**作業目標 A:** セルフサービスの文章のうち、「顧客満足度の向上を目指すCR」から「験だったことが想像できます。」までの部分を、「買物かご」を「ショッピングカート」に変えて書き直してください。

**抜粋本文:**
顧客体験に替えられるコールセンターの負担はあるか

顧客満足度の向上を目指すCRMにおいて、満足度を上げるためには「サービス提供側が何かをする」ことのみが正解ではありません。ときには、提供側がしていたことを顧客に任せることで顧客満足度が上げられるケースもあります。その大きな潮流ともいえるのが、セルフサービスです。

お店に行って自分で商品を選び、買物かごに入れるというショッピングスタイルが登場したのは実はそれほど昔のことではなく、1916年のアメリカでのことです。このセルフサービスが大当たりし、スーパーマーケットなどのお店では買物かごを使ったスタイルが爆発的に広まりました。このスタイルが当たり前になった現在では「すべて店員に伝えて取ってもらう」というのが奇妙にさえ思えますが、当時は画期的な顧客体験だったことが想像できます。

日本においても、お好み焼きなど顧客が自分で作る店もあり、これも自分で作る楽しさを顧客体験として提供しているといえます。

セルフサービスへの関心の高まりとITの発展により、セルフサービスはいろいろなところで導入されています。ITの関わらない部分ではセルフガソリンスタンドやレストランのドリンクバーなどが、ITの発達により実現したのはセルフレジや飛行機・ホテルなどのネット予約などがセルフサービスの代表例です。このようなセルフサービスは提供側の負担を軽減しつつ、顧客体験の質を高めたものだといえます。またコールセンターに係わる部分でいえばFAQの公開もセルフサービスの一例といえます。通話を好まない若者が増えているという話もあり、自力で検索することで、顧客が電話するという負担を省くことが可能になります。

このように、サービス提供側で担当していた部分をあえて顧客の担当にしてしまうことがよい方向に働くケースは多くあります。コールセンターサービスを見直したとき、そういった部分があれば積極的に仕組みの変更を検討してみましょう。
ただし、本当にその見直しがよい顧客体験につながるのかは、よく精査する必要があります。

たとえば、先にあげたセルフレジについては便利になった一方で顧客に新たな負担を強いた側面もありました。セルフレジは店員のレジサービスよりも早く精算が終わるというメリットがあり、「バーコードをスキャンするのが楽しい」という体験を提供できる側面もあります。しかし、何か不具合や分からないことがあれば店員を呼ぶ必要があり、お店によってはかえってセルフレジのほうが混むということもありました。この課題については、バーコードのスキャンは店員が担当して精算部分だけセルフで行うセルフ精算レジの登場で大きく改善されています。

コールセンターにおいては、どのような見直しがあげられるでしょうか。
たとえば、電話番号を複数用意するというものがあります。一昔前までは電話回線の技術面の都合から電話番号は基本的にひとつしか持てず、その番号にかけてもらってから担当へ取り次いだりIVR(Interactive Voice Response:自動音声応答)で担当へつないだりといった方法が取られていました。現在までこの方法は続いていますが、顧客は取り次ぎが発生してすぐに担当へつながらないことを嫌い、たらい回しが起きないためのIVRすら好ましくは思わないことが分かっています。この課題を解決するために、電話番号の複数持ちは有効です。

**データセット:**
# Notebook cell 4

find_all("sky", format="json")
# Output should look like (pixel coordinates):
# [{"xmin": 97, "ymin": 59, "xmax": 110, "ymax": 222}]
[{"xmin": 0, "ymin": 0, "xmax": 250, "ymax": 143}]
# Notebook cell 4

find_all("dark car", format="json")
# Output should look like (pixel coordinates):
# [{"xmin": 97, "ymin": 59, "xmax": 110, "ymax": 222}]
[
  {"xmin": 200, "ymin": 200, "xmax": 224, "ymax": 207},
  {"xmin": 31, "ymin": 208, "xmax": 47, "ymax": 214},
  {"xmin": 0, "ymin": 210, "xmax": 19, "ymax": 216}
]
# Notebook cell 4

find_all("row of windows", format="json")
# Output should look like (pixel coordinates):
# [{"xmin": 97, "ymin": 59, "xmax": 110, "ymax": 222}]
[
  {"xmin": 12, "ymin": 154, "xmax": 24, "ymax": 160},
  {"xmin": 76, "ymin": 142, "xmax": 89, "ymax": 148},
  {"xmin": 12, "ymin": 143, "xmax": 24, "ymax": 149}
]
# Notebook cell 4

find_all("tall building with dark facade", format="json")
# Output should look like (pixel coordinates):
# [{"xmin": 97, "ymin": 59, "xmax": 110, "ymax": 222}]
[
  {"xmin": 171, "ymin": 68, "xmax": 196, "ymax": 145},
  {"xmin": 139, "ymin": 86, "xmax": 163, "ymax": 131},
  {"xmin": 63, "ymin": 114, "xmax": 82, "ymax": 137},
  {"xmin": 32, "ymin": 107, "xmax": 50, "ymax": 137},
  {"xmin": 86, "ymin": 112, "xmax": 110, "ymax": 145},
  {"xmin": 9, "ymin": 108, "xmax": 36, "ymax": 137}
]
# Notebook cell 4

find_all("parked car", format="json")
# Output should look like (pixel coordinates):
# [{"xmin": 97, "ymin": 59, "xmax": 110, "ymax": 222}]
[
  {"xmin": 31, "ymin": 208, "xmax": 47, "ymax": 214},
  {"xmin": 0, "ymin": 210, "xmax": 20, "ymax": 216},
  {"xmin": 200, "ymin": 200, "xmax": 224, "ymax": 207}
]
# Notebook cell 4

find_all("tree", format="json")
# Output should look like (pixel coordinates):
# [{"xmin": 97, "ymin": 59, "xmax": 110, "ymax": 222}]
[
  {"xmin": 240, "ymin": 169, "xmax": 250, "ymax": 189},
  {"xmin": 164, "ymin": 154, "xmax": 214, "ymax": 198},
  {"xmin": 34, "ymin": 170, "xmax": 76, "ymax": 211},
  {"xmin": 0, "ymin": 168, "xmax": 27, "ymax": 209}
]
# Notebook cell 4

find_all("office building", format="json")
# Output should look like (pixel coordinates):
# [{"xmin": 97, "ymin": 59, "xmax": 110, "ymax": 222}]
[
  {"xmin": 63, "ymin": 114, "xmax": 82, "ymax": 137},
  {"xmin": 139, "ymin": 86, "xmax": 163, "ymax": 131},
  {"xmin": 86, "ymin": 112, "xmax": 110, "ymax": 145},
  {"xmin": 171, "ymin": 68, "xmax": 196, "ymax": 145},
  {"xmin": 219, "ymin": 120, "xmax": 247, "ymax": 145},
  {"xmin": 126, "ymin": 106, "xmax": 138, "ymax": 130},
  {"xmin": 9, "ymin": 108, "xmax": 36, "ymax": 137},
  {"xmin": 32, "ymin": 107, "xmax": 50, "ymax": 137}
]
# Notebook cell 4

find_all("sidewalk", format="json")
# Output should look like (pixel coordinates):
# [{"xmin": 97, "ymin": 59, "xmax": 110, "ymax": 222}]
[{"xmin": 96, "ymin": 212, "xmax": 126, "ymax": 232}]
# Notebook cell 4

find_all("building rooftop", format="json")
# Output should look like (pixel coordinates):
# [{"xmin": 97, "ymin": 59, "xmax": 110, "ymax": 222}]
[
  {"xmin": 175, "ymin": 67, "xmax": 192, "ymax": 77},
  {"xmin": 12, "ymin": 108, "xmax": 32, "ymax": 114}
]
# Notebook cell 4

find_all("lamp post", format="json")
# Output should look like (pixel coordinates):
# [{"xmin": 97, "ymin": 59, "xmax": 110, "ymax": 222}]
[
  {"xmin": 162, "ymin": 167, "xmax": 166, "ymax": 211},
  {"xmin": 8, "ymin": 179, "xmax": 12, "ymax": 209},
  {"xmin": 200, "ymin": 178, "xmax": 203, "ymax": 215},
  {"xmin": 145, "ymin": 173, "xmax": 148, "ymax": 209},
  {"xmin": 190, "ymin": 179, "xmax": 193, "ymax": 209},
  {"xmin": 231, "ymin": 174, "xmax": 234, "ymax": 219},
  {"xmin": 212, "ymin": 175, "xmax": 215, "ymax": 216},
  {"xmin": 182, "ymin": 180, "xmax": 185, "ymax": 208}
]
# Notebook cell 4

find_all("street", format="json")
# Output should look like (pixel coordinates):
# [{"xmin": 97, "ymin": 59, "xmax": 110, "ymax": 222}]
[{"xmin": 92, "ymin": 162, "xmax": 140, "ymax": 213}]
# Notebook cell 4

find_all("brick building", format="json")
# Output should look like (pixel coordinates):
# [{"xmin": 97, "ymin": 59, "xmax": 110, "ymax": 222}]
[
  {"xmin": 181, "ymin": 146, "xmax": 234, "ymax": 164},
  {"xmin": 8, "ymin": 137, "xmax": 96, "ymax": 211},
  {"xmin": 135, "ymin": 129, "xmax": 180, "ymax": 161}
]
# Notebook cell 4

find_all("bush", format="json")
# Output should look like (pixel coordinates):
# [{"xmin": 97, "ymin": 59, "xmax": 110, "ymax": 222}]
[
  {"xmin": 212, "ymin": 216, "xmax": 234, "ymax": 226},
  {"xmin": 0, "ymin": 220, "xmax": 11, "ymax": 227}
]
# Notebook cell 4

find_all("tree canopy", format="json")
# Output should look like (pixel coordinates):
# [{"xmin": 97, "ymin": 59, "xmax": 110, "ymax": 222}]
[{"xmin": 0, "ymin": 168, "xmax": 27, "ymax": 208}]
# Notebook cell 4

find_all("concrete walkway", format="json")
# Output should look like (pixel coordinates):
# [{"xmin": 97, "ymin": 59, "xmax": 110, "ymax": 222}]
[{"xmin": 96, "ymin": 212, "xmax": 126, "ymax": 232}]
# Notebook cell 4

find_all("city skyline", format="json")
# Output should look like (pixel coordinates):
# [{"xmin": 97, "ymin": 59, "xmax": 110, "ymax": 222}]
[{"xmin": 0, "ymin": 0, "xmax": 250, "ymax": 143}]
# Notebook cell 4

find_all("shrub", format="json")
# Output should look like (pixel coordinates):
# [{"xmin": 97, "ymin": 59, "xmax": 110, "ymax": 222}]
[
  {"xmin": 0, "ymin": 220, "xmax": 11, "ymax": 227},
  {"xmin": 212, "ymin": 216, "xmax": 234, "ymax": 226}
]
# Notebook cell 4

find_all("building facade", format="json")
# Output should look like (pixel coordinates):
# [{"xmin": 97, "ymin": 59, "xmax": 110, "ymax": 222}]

**作業目標 B:** エントリの中で「dark」という文字列を含む行の数を、数字だけで答えること。大文字と小文字は区別する。

**回答 A:**
顧客満足度の向上を目指すCRMにおいて、満足度を上げるためには「サービス提供側が何かをする」ことのみが正解ではありません。ときには、提供側がしていたことを顧客に任せることで顧客満足度が上げられるケースもあります。その大きな潮流ともいえるのが、セルフサービスです。

お店に行って自分で商品を選び、ショッピングカートに入れるというショッピングスタイルが登場したのは実はそれほど昔のことではなく、1916年のアメリカでのことです。このセルフサービスが大当たりし、スーパーマーケットなどのお店ではショッピングカートを使ったスタイルが爆発的に広まりました。このスタイルが当たり前になった現在では「すべて店員に伝えて取ってもらう」というのが奇妙にさえ思えますが、当時は画期的な顧客体験だったことが想像できます。

**回答 B:** 2